Problem to solve: In the logistic regression text below, why does an odds ratio greater than 1 mean a banknote is more likely to be counterfeit than genuine? Answer in one to three sentences.

The quantity \[e^{\beta_0 + \beta_1 X_1 + \beta_2 X_2 + \cdots + \beta_p X_p} = \frac{P(Y = 1 | \boldsymbol{X} = \boldsymbol{x})}{1 - P(Y = 1 | \boldsymbol{X} = \boldsymbol{x})}\] is known as the odds ratio.


The odds ratio is the probability that \(Y = 1\) divided by the probability that \(Y = 0\), given that the predictors \(\boldsymbol{X}\) have taken the values \(\boldsymbol{x} = (x_1, x_2, \ldots, x_p)\).

Consider the banknote classification problem where \(Y = 1\) implies counterfeit and \(Y = 0\) genuine note. We have three predictors in \(\boldsymbol{X} = (X_1, X_3, X_4)\) summarizing specific characteristics of a banknote.


The odds ratio is \(e^{\beta_0 + \beta_1 X_1 + \beta_3 X_3 + \beta_4 X_4} = \frac{P(Y = 1 | \boldsymbol{X} = \boldsymbol{x})}{1 - P(Y = 1 | \boldsymbol{X} = \boldsymbol{x})}\)

  • If the ratio is 1, the odds are 50-50.
  • If the ratio is greater than 1, the banknote is more likely to be counterfeit than genuine.
  • If the ratio is smaller than 1, the banknote is more likely to be genuine than counterfeit.

The logg-odds


If we take logarithm on both sides, we obtain the “log-odds” or “logit”:

\[\beta_0 + \beta_1 X_1 + \cdots + \beta_p X_p = \ln \left( \frac{P(Y = 1 | \boldsymbol{X} = \boldsymbol{x} )}{1 - P(Y = 1 | \boldsymbol{X} = \boldsymbol{x})} \right).\]

  • The log-odds can take any real value.
  • The log-odds is a linear combination of the predictors.
  • The log-odds resembles a multiple lienar regression model.

Interpretation of coefficients

The log-odds allows us to interpret the coefficients of the logistic regression model.

\[\beta_0 + \beta_1 X_1 + \cdots + \beta_p X_p = \ln \left( \frac{P(Y = 1 | \boldsymbol{X} = \boldsymbol{x} )}{1 - P(Y = 1 | \boldsymbol{X} = \boldsymbol{x})} \right).\]

  • \(\beta_0\) can be interpreted as the average value of the log-odds ratio given that all predictors are equal to zero.

  • \(\beta_j\) can be interpreted as the average change in the log-odds ratio given by a one-unit increase in \(X_j\), when all the other predictors have fixed values.

If \(\beta_j\) is positive, increasing the value of \(X_j\) will be associated with increasing the odds ratio or \(P(Y = 1 | \boldsymbol{X} = \boldsymbol{x})\). In other words, increasing the value of \(X_j\) increases, on average, the probability that \(Y = 1\).


If \(\beta_j\) is negative, increasing \(X_j\) will be associated with decreasing \(P(Y = 1 | \boldsymbol{X} = \boldsymbol{x})\), and with increasing \(P(Y = 0 | \boldsymbol{X} = \boldsymbol{x})\). In other words, increasing the value of \(X_j\) increases, on average, the probability that \(Y = 0\).

Stored records:
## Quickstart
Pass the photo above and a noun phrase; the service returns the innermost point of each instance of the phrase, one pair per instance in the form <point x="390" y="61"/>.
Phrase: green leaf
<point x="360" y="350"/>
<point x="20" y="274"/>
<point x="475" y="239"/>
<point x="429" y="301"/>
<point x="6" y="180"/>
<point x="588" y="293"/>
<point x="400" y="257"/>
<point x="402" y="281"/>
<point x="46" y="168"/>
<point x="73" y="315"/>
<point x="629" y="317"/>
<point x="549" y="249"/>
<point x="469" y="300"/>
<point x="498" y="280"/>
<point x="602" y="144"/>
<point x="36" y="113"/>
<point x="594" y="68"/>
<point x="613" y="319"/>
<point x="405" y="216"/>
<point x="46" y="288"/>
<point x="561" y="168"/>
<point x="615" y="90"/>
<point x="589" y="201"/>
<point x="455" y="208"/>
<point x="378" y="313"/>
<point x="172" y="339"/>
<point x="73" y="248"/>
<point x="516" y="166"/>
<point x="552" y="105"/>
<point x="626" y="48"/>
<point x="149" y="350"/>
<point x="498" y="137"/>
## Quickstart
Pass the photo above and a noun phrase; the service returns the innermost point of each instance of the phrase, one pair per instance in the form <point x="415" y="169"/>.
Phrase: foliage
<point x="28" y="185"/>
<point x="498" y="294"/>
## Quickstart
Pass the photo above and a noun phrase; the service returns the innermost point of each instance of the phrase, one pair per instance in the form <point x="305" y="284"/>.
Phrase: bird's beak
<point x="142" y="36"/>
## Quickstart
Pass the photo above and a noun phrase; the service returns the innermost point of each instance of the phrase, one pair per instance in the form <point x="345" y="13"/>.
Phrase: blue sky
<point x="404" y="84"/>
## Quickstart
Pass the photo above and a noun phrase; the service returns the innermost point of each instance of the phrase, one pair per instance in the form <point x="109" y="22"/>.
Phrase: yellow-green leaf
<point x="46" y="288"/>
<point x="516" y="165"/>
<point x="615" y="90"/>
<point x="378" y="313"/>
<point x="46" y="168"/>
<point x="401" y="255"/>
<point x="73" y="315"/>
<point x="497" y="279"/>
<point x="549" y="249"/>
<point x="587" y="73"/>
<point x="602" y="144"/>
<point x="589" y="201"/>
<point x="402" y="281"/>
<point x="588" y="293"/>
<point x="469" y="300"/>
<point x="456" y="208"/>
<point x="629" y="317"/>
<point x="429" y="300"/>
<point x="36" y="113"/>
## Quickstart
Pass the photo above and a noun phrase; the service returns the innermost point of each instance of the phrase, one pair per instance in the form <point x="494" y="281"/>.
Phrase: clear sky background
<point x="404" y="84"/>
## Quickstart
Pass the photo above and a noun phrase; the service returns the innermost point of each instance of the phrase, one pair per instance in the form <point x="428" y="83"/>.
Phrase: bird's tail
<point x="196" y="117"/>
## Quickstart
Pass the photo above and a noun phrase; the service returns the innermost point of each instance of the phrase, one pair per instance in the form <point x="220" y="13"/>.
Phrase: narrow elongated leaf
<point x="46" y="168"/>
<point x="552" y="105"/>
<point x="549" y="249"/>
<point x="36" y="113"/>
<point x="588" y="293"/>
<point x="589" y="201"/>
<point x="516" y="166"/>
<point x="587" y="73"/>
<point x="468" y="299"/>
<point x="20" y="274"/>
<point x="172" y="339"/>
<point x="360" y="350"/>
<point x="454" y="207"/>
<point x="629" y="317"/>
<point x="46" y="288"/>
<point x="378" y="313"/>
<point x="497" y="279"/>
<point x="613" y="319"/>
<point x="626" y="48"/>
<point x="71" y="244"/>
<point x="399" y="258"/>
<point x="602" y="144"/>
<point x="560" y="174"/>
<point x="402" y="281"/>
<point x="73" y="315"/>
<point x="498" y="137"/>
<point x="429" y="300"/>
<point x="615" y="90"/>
---
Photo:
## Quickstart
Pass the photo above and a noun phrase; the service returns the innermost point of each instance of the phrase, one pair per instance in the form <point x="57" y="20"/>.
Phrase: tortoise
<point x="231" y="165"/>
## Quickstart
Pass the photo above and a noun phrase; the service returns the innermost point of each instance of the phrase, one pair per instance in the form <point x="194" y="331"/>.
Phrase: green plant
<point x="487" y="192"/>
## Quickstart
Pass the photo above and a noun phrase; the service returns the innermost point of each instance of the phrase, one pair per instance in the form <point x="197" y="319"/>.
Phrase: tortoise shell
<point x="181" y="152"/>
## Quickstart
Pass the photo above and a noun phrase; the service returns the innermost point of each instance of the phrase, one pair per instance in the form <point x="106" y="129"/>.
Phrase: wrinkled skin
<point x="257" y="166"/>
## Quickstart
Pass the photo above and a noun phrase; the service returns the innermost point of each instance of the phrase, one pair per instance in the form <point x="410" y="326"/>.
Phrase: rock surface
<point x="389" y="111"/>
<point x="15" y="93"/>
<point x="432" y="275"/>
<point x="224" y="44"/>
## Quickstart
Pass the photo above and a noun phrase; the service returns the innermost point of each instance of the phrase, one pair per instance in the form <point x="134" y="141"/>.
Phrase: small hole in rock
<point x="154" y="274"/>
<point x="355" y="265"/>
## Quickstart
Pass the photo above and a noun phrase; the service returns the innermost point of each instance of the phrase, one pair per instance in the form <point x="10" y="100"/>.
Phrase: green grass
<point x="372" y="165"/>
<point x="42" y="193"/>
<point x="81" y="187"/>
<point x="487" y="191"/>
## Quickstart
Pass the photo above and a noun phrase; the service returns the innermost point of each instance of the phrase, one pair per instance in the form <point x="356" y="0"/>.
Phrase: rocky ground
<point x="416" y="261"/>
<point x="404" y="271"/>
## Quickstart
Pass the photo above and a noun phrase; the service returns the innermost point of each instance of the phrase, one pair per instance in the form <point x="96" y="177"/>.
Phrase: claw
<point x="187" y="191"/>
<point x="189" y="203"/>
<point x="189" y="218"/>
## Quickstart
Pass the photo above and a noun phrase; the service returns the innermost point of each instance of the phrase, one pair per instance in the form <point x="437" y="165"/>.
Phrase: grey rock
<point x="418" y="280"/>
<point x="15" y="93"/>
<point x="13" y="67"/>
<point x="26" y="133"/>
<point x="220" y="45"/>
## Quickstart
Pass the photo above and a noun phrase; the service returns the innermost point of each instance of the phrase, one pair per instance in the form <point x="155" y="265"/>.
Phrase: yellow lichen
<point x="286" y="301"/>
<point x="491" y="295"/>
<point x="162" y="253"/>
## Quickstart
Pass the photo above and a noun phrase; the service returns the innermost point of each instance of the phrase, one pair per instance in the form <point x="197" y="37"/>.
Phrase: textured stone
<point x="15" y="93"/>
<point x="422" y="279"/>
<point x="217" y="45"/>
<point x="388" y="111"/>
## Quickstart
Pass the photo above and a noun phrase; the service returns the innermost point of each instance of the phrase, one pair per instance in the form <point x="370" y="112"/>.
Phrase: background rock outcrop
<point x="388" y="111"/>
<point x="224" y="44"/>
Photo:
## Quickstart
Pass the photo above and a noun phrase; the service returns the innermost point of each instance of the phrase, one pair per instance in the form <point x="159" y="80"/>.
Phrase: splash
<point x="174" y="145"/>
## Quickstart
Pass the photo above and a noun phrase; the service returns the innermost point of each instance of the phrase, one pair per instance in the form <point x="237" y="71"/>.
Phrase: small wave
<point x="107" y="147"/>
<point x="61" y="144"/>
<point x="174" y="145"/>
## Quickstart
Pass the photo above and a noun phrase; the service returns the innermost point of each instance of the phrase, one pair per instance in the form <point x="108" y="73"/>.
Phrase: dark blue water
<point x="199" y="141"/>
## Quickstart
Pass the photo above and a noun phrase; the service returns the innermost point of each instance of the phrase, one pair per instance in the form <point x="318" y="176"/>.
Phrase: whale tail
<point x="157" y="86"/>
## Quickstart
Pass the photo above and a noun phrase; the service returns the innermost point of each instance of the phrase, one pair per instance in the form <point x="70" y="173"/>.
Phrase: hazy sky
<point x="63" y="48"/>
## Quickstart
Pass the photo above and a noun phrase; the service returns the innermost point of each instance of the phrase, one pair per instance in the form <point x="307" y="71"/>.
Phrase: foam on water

Task output: The odds ratio is the probability that Y = 1 divided by the probability that Y = 0, and in the banknote problem Y = 1 means counterfeit while Y = 0 means genuine. A ratio above 1 therefore means the chance of counterfeit is larger than the chance of genuine.